Content starts

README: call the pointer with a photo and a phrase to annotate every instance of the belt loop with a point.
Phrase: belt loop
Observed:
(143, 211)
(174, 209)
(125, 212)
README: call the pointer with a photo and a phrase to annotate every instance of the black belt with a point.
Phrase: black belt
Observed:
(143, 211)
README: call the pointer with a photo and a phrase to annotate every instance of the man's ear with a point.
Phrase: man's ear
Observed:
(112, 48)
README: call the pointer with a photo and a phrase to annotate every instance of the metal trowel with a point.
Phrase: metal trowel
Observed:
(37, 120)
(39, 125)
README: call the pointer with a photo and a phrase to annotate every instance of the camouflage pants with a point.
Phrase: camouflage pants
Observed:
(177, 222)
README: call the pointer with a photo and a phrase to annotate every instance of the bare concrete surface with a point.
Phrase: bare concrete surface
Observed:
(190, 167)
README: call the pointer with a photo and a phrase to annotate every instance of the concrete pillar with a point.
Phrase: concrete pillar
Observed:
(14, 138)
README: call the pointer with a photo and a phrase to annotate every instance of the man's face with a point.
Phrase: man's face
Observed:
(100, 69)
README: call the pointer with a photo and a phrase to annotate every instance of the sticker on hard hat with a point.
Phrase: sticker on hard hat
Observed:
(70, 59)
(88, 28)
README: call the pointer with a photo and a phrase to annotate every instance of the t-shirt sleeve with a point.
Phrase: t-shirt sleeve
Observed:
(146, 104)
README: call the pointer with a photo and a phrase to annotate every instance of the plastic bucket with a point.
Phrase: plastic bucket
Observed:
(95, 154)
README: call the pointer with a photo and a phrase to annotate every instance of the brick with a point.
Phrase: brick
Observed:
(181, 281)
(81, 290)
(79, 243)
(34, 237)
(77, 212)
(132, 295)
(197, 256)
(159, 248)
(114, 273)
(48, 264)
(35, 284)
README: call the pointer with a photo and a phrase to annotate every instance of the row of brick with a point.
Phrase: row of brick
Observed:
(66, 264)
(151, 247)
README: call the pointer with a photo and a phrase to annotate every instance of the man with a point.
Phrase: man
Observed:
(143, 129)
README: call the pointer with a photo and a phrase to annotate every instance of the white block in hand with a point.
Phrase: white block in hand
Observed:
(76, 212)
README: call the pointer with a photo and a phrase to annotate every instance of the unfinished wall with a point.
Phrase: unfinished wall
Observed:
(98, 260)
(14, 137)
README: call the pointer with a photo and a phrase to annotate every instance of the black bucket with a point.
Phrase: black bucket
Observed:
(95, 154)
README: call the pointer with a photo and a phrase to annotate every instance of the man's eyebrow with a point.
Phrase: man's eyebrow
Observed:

Content ends

▶ **What you are asked to do**
Repeat exactly the lines of the material above, taking the first line, the line with "hat with a point.", and every line between them.

▶ **Output for this task**
README: call the pointer with a photo and a phrase to annotate every instance of the belt loop with a point.
Phrase: belt loop
Observed:
(143, 211)
(174, 209)
(125, 212)
README: call the pointer with a photo and a phrase to annotate every instance of the black belt with a point.
Phrase: black belt
Observed:
(143, 211)
README: call the pointer with a photo and a phrase to annotate every instance of the man's ear with a point.
Phrase: man's ear
Observed:
(112, 48)
README: call the pointer with a photo and a phrase to annotate every instance of the metal trowel with a point.
Phrase: metal trowel
Observed:
(37, 120)
(39, 125)
README: call the pointer with a photo and a phrase to annotate every instance of the camouflage pants with a point.
Phrase: camouflage pants
Observed:
(177, 222)
README: call the pointer with a photo and a phrase to annotate every instance of the bare concrete surface with a point.
Phrase: bare concrete surface
Observed:
(190, 167)
README: call the pointer with a photo and a phrase to annotate every instance of the concrete pillar with a point.
Phrase: concrete pillar
Observed:
(14, 138)
README: call the pointer with a photo and a phrase to annotate every instance of the man's face with a point.
Phrase: man's face
Observed:
(100, 69)
README: call the pointer with a photo and a phrase to annotate every instance of the sticker on hard hat with a point.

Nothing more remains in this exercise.